For each line below that contains the word "teeth", make a copy.

# Region pointing data
▼

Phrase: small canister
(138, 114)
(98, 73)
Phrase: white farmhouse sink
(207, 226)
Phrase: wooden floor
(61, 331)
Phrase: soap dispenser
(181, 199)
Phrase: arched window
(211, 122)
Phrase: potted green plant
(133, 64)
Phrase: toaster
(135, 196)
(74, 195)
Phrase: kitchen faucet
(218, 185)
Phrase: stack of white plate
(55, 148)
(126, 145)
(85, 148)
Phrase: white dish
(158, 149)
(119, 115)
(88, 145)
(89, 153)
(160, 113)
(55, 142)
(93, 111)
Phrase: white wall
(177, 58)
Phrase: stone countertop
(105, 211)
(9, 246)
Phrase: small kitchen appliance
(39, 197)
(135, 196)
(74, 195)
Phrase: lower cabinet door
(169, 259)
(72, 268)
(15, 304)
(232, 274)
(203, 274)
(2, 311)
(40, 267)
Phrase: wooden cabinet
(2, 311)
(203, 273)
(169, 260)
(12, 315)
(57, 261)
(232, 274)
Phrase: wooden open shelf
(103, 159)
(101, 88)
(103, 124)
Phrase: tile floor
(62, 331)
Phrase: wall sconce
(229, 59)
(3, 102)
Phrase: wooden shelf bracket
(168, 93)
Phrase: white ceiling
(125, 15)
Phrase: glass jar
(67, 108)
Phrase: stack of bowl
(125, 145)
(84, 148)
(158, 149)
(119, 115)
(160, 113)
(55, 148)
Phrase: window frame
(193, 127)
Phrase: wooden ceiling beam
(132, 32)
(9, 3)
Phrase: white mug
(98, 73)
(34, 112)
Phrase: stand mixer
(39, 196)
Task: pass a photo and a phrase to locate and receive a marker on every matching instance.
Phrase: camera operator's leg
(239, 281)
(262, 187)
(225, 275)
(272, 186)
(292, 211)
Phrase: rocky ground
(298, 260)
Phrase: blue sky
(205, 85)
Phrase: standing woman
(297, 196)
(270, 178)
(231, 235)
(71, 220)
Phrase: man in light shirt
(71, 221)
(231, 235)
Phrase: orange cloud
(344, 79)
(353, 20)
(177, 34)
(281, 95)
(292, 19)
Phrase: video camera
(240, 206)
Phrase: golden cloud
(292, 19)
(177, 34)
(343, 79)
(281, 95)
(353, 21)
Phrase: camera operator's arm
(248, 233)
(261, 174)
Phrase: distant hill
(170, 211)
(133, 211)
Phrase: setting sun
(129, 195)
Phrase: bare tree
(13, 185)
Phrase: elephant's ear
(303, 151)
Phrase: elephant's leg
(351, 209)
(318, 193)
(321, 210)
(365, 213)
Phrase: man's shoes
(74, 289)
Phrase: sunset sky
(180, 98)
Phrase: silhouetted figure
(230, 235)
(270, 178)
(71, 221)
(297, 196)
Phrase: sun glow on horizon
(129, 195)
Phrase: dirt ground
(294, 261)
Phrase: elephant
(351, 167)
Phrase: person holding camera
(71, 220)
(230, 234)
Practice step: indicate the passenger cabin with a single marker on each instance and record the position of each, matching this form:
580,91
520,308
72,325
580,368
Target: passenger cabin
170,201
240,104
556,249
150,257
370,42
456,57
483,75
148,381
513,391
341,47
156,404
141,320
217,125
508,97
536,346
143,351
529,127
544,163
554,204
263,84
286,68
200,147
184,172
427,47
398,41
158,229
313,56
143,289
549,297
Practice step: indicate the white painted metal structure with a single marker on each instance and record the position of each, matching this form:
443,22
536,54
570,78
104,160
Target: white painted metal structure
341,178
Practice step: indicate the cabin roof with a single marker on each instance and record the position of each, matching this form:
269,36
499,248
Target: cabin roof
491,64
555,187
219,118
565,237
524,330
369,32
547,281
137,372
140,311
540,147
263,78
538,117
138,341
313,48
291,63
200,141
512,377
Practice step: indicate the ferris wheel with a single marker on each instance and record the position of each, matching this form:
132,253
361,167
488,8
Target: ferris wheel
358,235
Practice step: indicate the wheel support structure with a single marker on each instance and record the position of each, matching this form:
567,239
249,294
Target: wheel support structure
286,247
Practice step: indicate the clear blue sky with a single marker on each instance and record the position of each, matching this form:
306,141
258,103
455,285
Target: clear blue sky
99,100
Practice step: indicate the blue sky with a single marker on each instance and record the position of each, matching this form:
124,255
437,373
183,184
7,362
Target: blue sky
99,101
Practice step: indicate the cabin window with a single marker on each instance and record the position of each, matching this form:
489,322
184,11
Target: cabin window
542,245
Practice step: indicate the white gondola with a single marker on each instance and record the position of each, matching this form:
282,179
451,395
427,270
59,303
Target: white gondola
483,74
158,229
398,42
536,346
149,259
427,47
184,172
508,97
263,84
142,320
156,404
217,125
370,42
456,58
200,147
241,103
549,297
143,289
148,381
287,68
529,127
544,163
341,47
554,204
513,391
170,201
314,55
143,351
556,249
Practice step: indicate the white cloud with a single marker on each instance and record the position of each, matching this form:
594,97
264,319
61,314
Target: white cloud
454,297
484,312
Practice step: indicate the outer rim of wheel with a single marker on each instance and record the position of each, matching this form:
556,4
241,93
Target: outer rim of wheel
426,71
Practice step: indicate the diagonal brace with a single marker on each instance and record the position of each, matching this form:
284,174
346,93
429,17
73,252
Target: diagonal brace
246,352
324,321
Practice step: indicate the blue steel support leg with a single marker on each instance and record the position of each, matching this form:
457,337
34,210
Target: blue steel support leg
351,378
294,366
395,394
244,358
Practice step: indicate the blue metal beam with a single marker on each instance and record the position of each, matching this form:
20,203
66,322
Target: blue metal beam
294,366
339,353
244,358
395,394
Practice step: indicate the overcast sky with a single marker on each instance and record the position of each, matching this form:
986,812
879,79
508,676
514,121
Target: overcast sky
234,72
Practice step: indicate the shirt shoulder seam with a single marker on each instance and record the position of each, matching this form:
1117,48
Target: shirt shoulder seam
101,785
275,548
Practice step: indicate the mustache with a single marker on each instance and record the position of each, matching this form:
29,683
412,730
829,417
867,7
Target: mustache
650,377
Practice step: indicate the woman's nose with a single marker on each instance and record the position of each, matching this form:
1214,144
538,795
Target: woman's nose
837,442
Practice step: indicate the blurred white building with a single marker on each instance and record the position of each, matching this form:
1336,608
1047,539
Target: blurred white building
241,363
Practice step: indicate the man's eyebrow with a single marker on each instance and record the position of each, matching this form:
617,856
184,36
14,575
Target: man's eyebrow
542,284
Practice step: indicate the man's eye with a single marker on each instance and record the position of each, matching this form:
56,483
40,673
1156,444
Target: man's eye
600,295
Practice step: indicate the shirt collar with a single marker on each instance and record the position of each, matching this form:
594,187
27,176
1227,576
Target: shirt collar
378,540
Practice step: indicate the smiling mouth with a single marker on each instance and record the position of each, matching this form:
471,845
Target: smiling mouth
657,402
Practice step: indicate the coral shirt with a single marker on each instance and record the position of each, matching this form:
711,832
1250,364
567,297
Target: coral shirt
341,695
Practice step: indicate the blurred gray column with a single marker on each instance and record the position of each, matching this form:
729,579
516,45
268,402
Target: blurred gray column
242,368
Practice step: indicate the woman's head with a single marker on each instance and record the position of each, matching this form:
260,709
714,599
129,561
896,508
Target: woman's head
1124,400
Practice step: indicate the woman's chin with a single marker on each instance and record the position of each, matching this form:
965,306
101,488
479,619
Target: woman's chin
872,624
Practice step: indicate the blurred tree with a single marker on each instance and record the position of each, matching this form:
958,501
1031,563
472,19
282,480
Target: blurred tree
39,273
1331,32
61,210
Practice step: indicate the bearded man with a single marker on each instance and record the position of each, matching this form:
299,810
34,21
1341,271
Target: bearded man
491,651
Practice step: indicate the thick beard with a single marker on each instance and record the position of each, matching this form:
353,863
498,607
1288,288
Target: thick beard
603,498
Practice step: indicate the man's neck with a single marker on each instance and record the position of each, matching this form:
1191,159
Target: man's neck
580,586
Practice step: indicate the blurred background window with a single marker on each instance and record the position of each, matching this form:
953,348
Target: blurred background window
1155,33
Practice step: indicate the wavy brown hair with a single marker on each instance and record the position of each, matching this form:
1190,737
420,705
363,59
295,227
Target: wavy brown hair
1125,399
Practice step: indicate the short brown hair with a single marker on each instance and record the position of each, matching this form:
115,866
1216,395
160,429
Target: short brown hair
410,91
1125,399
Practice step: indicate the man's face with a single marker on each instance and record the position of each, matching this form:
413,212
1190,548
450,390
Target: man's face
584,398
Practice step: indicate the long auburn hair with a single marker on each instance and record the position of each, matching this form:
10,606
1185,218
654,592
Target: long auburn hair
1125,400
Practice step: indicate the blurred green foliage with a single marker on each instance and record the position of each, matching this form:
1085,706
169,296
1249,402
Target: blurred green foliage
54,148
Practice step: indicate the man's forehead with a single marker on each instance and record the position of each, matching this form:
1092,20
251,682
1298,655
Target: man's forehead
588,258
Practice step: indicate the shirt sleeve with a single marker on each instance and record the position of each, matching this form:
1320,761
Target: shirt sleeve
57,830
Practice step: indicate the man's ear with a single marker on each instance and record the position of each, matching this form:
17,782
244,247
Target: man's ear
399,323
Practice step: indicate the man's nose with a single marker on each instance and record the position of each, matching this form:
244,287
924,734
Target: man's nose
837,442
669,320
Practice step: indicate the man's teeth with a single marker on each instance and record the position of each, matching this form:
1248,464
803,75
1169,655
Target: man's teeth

▲

# Result for this exercise
Practice step: indicate the man's teeth with a single marker on each instance and record the position of each, matching this form:
Target: man's teeth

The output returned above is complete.